Texte source
━━━━━━

Corinne Feuillet Luca et Virginie Houet, auteures du livre « Elise, 7 ans, Expatriée », expatriées en famille depuis de nombreuses années, ont vécu ces périodes de transition, accompagné leurs enfants dans leur joie comme dans leur tristesse. Elles se sont senties particulièrement démunies et impuissantes face au sentiment douloureux de manque ressenti par leurs enfants, le manque des amis laissés au grès des départs, celui de la famille vivant au loin, celui d’un être cher décédé… et se sont demandé comment les soulager.

« Elise, 7 ans, Expatriée » est né de cette quête, du constat que le manque, s’il engendrait des symptômes similaires à un deuil, était avant tout généré par une force positive, l’amour. C’est en prenant conscience de la beauté de cet amour, de son intensité et de son intemporalité, en comprenant qu’il est possible de l’intérioriser, de créer en soi une image mentale immuable, comme un jardin secret, que les enfants parviendront à y puiser force et réconfort.

Portés par des textes doux et poétiques, des illustrations tendres et colorées, nous entrons avec douceur dans l’univers d’Elise, une douceur non dénuée de souffrance puisqu’Elise est confrontée aux diverses émotions liées à l’expatriation et aux évènements douloureux de la vie.

Au fil des pages, nous accompagnons Elise dans sa joie de retrouver famille et amis, dans sa colère face à un départ imposé, dans sa tristesse devant la perte d’un être aimé. Avec elle, nous découvrons des stratégies permettant de dépasser cette souffrance, de vivre pleinement ces expériences émotionnelles pour en tirer une nouvelle force.

━━━━━━

Lignes enregistrées
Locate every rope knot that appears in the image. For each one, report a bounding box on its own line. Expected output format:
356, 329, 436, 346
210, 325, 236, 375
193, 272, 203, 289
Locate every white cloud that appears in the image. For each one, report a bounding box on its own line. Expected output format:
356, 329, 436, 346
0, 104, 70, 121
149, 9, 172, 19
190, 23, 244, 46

━━━━━━

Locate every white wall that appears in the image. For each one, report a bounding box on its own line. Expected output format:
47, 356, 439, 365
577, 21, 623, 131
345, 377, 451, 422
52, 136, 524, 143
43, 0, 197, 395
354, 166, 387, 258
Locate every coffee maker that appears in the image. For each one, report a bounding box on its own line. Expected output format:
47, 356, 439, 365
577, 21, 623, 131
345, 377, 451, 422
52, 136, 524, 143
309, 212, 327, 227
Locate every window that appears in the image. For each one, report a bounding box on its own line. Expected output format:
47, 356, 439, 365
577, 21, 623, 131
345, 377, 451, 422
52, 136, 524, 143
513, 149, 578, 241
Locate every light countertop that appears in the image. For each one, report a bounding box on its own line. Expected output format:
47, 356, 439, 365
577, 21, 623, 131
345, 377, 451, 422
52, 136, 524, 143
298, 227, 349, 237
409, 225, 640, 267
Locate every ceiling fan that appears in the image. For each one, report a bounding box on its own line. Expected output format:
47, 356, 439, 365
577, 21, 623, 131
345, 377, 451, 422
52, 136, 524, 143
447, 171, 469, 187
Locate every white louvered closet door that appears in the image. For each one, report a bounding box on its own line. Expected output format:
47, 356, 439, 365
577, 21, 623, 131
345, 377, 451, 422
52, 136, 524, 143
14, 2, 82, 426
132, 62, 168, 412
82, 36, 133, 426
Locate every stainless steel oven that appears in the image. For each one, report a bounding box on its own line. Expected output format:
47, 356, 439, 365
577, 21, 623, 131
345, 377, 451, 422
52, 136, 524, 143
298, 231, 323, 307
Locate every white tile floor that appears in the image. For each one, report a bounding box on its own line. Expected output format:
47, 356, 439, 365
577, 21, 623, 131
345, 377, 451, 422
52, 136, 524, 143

━━━━━━

Consigne
Répondez, s'il vous plaît, à ces questions sur le texte consacré au livre « Elise, 7 ans, Expatriée » :
1. Qui sont les auteures de ce livre ?
2. D'après le texte, quelle force positive génère avant tout le manque ?
3. Quels adjectifs qualifient les illustrations ?
Les deux listes n'interviennent pas dans cet exercice.

Travail réalisé
1. Corinne Feuillet Luca et Virginie Houet.
2. L'amour.
3. Tendres et colorées.